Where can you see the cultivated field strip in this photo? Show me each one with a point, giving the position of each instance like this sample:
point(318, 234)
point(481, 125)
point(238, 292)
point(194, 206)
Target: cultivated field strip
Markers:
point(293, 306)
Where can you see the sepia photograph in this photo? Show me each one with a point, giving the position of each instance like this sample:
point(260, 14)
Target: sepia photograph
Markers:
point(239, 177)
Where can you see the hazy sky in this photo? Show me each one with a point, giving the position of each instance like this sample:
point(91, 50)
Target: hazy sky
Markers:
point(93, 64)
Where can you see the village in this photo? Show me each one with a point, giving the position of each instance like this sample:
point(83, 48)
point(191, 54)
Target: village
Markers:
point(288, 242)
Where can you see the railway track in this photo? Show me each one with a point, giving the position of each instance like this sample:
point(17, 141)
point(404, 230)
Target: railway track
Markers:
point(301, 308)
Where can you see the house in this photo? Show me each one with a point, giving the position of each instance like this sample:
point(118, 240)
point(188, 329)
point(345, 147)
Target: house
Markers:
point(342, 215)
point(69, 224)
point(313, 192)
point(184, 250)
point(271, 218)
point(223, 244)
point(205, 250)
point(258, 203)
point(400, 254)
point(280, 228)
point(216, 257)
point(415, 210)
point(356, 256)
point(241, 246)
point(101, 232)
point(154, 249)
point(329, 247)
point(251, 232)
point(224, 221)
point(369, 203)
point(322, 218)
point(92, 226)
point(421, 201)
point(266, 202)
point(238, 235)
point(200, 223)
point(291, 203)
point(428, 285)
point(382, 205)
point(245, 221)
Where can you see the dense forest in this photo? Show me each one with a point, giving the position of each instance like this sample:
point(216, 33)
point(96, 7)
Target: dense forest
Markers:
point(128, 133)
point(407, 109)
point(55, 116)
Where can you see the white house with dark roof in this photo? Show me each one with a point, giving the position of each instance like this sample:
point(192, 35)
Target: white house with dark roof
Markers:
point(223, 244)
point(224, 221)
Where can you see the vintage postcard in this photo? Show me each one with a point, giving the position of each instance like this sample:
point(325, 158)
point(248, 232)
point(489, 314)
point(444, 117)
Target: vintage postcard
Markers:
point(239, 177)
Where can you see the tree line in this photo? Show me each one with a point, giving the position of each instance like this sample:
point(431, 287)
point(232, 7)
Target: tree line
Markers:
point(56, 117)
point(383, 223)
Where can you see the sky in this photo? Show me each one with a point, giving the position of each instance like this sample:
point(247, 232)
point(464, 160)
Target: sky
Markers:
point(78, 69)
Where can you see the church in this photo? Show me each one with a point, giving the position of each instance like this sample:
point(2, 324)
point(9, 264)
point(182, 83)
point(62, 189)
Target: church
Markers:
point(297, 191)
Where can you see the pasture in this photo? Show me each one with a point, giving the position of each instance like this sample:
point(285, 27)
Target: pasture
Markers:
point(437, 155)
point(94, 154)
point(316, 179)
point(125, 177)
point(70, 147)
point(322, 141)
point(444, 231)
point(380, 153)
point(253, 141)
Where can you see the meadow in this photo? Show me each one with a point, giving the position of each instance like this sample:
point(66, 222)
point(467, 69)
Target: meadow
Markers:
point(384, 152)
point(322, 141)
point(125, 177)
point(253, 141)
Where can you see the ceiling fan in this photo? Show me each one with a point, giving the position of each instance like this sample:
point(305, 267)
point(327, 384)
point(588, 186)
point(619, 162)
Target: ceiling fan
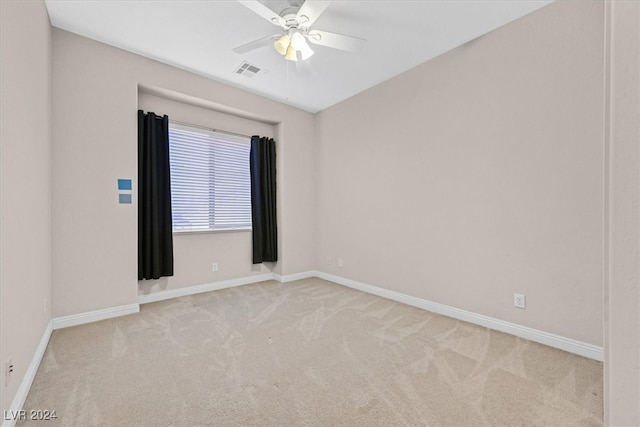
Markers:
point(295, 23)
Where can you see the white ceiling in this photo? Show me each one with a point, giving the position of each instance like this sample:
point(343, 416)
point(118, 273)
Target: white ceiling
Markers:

***

▸ Task requirements
Present the lines as a Markdown table with the columns Number and Line, starting at the line containing "Where can you see the white ceiling" and ending at the last line, leaving out any blank lines.

▸ Solution to the exercise
| Number | Line |
|---|---|
| 1 | Where can you see the white ceiling in this photo? Show me each one with a point, giving the position of each instance like this sample: |
| 2 | point(343, 416) |
| 3 | point(118, 273) |
| 4 | Target: white ceiling |
| 5 | Markers: |